# [PROBLEMS TO WORK ON]
A. Answer these questions from the President's Page column:
(i) By how many people will Europe's population fall, and to what total?
(ii) How many countries in all does the UN say will see their populations decline?
(iii) How many immigrants would Japan accept over the next 50 years under the UN's proposal?
B. Rewrite everything from "There is a great" down to "two additional concerns." in the President's Page column, putting "paradox" in place of "irony".
C. Translate this sentence from the President's Page column into Spanish: "Thirty-three countries in all, says the UN, will see their populations decline."

# [EXTRACT TO READ]
President’s Page: The Barrenness of Success

PRI Staff

The muffled explosions you hear are the sounds of European populations crashing. The UN Population Division has just released a report showing that Europe and Japan will undergo dramatic declines in population over the next 50 years. Europe’s population will fall by 122 million to 600 million, while Japan’s will shrink by 22 million to 105 million. Thirty-three countries in all, says the UN, will see their populations decline.

The accompanying aging of these populations will shrink the workforce, threaten to bankrupt pension programs and undermine health care for the elderly. Economies may be hobbled and national security compromised as the pool of young people dries up. Generational warfare may ensue as different age groups scramble for scarce government resources. (Should we increase funding for student loan programs or Medicare, for example?)

How would the UN rejuvenate declining populations in the developed world? It proposes to bring in massive numbers of young people from the developing world, in wave after wave of “replacement migration,” to maintain the workforce at its current level. In this scenario, Japan would accept 32 million immigrants over the next 50 years, Europe a whopping 161 million.

There is a great irony in this. After all, it is the UN’s zealous promotion of population control, radical feminism, and the like which helped to create the depopulation problem in the first place. But we at PRI have two additional concerns.

# [LISTED RECORDS]
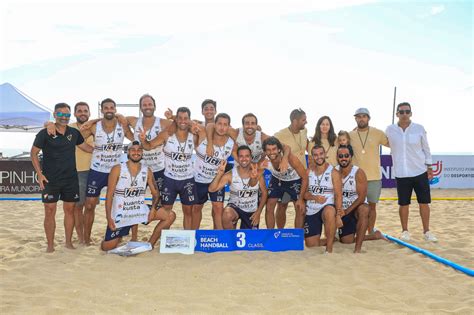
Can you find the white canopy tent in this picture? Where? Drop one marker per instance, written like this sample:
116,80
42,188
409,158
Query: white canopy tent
19,112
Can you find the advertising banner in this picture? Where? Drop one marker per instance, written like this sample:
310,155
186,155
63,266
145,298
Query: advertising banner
18,177
449,171
274,240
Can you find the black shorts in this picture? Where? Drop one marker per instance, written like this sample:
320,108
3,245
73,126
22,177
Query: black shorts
65,190
313,224
420,184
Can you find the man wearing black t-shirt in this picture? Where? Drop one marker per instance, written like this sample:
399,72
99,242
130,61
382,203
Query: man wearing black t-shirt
57,176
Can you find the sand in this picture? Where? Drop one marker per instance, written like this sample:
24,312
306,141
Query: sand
384,278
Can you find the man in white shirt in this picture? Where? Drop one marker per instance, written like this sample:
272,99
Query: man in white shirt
412,167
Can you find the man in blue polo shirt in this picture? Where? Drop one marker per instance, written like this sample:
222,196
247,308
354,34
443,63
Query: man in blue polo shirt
57,175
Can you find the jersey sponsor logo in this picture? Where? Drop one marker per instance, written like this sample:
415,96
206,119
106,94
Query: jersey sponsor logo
111,146
247,193
212,160
316,189
179,156
348,194
133,192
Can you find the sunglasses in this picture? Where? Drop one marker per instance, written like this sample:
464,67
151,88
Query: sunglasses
59,114
403,112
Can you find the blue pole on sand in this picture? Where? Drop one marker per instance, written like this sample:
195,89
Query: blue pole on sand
469,272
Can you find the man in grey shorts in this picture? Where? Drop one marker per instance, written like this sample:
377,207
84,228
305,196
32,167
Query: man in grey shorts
83,162
366,142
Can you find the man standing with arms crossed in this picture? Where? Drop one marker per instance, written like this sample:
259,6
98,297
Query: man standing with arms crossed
411,157
57,176
366,142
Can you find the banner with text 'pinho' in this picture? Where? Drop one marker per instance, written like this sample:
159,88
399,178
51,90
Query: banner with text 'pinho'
275,240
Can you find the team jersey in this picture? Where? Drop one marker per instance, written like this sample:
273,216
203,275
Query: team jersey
108,148
205,167
320,186
178,157
242,195
153,158
349,188
129,193
255,146
287,176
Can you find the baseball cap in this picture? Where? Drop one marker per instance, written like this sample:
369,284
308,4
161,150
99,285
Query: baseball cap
363,111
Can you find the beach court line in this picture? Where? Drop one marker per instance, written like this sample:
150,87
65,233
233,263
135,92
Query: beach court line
469,272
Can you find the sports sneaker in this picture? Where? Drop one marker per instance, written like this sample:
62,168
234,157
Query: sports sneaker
405,236
429,237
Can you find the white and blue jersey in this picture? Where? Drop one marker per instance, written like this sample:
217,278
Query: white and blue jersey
320,186
205,166
178,157
255,147
153,158
108,147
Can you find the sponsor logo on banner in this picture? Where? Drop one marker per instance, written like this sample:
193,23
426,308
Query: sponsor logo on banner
231,240
437,170
449,171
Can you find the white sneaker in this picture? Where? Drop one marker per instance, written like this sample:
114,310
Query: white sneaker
429,237
405,236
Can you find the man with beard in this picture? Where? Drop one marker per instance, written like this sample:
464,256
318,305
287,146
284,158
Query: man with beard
323,197
296,137
208,110
178,149
83,163
245,183
205,169
127,184
412,160
152,126
108,138
248,135
354,211
366,142
57,176
293,181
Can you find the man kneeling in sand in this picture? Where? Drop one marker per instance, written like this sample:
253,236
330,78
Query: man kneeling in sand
245,183
355,209
323,197
127,185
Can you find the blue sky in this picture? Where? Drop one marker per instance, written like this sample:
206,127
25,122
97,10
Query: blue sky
328,58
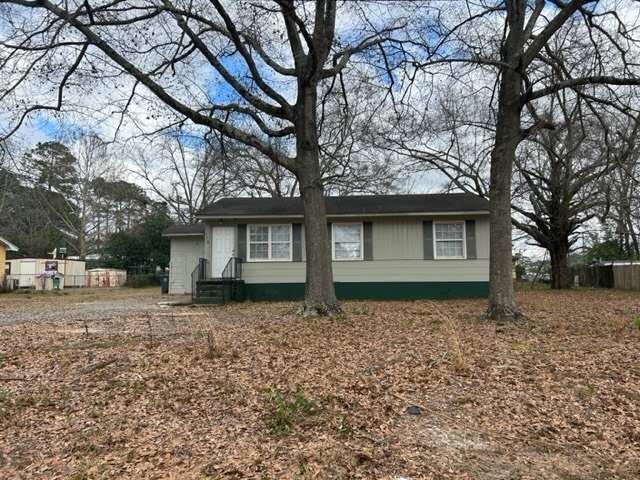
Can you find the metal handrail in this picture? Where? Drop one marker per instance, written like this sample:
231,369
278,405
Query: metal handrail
199,273
233,269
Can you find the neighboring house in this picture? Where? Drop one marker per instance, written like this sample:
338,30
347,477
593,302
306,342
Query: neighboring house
34,272
383,246
5,246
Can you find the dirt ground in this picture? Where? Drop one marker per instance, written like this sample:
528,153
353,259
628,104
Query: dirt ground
111,384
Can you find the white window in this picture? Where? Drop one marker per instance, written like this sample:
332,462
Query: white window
269,242
347,241
449,239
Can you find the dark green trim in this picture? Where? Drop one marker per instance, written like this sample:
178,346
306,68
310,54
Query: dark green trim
367,241
296,237
242,241
373,290
470,231
427,239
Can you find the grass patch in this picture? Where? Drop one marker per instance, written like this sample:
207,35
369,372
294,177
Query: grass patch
283,408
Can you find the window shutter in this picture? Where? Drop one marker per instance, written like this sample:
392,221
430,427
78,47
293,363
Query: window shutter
470,229
427,239
296,238
367,243
242,241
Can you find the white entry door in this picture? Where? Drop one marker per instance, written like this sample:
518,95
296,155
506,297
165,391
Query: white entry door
223,239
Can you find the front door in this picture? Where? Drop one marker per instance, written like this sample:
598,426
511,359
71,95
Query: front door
223,239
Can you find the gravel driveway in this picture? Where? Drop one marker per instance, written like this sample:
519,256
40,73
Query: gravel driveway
88,304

# [RESPONSES TO THE TASKS]
A.
(i) By 122 million, to 600 million.
(ii) Thirty-three.
(iii) 32 million.

B.
There is a great paradox in this. After all, it is the UN’s zealous promotion of population control, radical feminism, and the like which helped to create the depopulation problem in the first place. But we at PRI have two additional concerns.

C. En total, treinta y tres países, según la ONU, verán disminuir su población.